Quote each of the following rows word for word, leaving out the pictures.
╭──
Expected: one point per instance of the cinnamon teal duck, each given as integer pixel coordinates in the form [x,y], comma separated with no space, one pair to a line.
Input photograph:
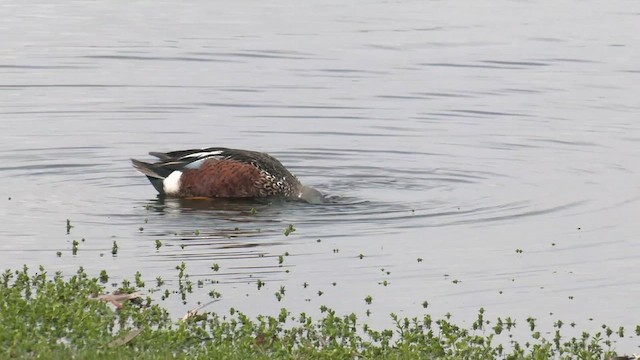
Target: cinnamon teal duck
[219,172]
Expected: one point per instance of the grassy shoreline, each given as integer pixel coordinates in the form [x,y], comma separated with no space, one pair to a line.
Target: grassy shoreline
[51,316]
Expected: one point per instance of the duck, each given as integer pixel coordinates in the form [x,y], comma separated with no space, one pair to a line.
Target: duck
[219,172]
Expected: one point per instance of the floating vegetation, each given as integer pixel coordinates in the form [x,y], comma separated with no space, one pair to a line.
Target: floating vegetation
[290,229]
[69,226]
[50,316]
[74,247]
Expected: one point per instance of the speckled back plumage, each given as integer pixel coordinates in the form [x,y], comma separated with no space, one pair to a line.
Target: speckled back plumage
[220,172]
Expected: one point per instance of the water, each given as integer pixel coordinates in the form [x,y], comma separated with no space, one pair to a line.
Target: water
[451,135]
╰──
** Full solution **
Expected: one point per instance of the cinnamon teal duck, each given as integer pixel coordinates in the form [x,y], comma separated with no space, one pair to a line.
Input photograph:
Target: cinnamon teal duck
[219,172]
Expected: one point per instance of the grassy shoreline, each given as integer pixel coordinates in the form [x,y], comma separated with no space, one pair to a line.
Target: grassy shoreline
[51,316]
Expected: one point per instance of the duck, each given as integer pixel coordinates in the form [x,y], comma separated with no space, one pair to a line.
Target: duck
[219,172]
Expected: one point per instance of the floating vegetation, each given as integer pixel coordinates in the form [x,y], comma separated with no space, one pair to a line.
Target: floating vegetation
[290,229]
[69,226]
[50,316]
[74,247]
Expected: one point per instance of the speckled back plumage, each given as integer pixel coordinates in the form [x,y], comma separated with no space, one pair to a line.
Target: speckled back plumage
[220,172]
Expected: one point per instance of the water, each given as integer pixel coordinates in the form [x,y], comma separated with no space, one pair to a line.
Target: water
[451,135]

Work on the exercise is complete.